§ Exercise objective:
Print nothing but the lines below starting at the line that holds "drawmask --target man" and ending at the line that holds "Draw the outline of every instance of the man", including both, each exactly as written.

§ Study material:
━━━

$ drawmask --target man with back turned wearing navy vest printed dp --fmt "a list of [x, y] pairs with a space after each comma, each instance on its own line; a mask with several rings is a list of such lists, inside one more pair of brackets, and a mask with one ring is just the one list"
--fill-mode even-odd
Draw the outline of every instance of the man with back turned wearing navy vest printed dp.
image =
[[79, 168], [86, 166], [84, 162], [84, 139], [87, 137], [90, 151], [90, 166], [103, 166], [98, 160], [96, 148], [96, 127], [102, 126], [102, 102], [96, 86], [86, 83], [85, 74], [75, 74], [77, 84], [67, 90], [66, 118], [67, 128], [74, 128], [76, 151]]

━━━

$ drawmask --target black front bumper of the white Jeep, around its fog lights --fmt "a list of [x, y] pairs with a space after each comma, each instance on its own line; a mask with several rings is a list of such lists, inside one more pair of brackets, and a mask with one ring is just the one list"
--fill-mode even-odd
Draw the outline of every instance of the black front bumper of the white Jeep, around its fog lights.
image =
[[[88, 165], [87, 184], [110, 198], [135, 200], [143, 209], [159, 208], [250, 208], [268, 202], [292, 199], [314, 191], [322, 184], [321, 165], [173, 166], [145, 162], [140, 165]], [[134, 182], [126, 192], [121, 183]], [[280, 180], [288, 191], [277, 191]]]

━━━

§ Exercise response:
$ drawmask --target man with back turned wearing navy vest printed dp --fmt "a list of [x, y] pairs with a space after each comma, each instance on its own line; a mask with several rings is a list of such lists, inside one more pair of brackets, and a mask with one ring is just the one list"
--fill-mode even-odd
Draw the outline of every instance of the man with back turned wearing navy vest printed dp.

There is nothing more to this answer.